▶ ACTIVITY:
Start at the line with "Q: What bounding box encloses the eroded" in the records below, stop at the line with "Q: What bounding box encloses the rock slope", and return every line in that span exactly, the two end lines included.

▶ RECORDS PROVIDED:
□ □ □ □ □
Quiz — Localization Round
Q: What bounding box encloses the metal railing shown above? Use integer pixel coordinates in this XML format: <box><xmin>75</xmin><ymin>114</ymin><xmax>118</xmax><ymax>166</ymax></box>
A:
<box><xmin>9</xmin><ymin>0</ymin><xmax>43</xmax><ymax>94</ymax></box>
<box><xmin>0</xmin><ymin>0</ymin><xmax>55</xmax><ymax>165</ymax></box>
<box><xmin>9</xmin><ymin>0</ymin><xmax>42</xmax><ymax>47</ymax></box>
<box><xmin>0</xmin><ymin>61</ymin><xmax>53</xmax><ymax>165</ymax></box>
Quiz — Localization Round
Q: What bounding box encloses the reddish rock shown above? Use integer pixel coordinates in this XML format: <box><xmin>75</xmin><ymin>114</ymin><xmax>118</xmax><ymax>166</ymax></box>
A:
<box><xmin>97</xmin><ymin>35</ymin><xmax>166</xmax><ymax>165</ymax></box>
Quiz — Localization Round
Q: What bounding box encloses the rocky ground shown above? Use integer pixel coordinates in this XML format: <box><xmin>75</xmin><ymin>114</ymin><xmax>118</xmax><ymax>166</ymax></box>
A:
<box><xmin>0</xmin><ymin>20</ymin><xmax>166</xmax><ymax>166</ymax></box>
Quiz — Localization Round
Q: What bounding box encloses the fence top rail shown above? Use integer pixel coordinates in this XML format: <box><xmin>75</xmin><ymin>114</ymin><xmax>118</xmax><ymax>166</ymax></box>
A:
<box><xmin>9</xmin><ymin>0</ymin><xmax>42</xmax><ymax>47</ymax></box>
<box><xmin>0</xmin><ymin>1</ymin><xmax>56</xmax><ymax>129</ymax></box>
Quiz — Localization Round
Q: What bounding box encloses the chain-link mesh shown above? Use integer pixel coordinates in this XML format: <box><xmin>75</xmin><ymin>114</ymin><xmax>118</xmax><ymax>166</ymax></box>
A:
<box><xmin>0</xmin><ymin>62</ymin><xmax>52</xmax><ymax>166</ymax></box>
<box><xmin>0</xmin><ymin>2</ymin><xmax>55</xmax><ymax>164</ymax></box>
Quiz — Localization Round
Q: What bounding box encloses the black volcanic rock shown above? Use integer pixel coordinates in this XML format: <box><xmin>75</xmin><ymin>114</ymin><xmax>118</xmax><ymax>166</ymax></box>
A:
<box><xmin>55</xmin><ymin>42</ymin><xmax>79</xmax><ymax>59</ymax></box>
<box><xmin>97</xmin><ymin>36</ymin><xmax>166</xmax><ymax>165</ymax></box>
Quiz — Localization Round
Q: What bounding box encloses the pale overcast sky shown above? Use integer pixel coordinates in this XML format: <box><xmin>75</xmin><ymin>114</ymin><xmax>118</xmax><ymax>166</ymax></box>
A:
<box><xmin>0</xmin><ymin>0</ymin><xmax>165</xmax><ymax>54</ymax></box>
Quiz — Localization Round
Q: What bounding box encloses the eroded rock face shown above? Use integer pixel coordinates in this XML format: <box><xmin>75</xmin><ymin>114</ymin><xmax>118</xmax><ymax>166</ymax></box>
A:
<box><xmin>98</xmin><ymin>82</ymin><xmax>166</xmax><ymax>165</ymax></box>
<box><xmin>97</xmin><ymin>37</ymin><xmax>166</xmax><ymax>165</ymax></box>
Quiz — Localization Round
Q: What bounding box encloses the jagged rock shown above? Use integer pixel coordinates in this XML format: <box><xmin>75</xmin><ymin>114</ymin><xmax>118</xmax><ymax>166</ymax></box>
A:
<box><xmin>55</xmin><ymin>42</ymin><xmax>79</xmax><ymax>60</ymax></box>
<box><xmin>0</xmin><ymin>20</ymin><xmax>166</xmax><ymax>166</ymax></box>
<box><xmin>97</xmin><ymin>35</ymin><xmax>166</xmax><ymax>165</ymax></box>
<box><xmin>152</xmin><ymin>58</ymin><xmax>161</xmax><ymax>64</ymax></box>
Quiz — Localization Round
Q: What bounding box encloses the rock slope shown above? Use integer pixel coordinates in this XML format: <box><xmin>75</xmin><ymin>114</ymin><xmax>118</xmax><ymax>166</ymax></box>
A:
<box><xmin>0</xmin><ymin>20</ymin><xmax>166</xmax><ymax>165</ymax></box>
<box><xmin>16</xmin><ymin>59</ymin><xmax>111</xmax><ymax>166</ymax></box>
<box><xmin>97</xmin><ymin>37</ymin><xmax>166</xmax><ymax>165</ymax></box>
□ □ □ □ □
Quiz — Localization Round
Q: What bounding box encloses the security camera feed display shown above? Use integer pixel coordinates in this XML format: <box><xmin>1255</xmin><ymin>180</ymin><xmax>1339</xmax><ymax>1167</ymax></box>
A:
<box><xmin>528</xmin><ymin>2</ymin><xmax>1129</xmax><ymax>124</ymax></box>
□ □ □ □ □
▶ COMPLETED TASK:
Q: What bounding box encloses the eroded rock face shown above? Use integer pixel coordinates in this XML format: <box><xmin>75</xmin><ymin>114</ymin><xmax>118</xmax><ymax>166</ymax></box>
A:
<box><xmin>98</xmin><ymin>82</ymin><xmax>166</xmax><ymax>165</ymax></box>
<box><xmin>97</xmin><ymin>37</ymin><xmax>166</xmax><ymax>165</ymax></box>
Quiz — Localization Round
Q: What bounding box encloses the jagged rock shown above? Use integer pixel coordinates in this XML format: <box><xmin>75</xmin><ymin>114</ymin><xmax>118</xmax><ymax>166</ymax></box>
A:
<box><xmin>55</xmin><ymin>42</ymin><xmax>79</xmax><ymax>60</ymax></box>
<box><xmin>0</xmin><ymin>20</ymin><xmax>166</xmax><ymax>166</ymax></box>
<box><xmin>97</xmin><ymin>35</ymin><xmax>166</xmax><ymax>165</ymax></box>
<box><xmin>152</xmin><ymin>58</ymin><xmax>161</xmax><ymax>64</ymax></box>
Quiz — Localization Round
Q: What bounding box encloses the rock slope shown above? Use integer pixel coordinates in this XML format: <box><xmin>75</xmin><ymin>114</ymin><xmax>118</xmax><ymax>166</ymax></box>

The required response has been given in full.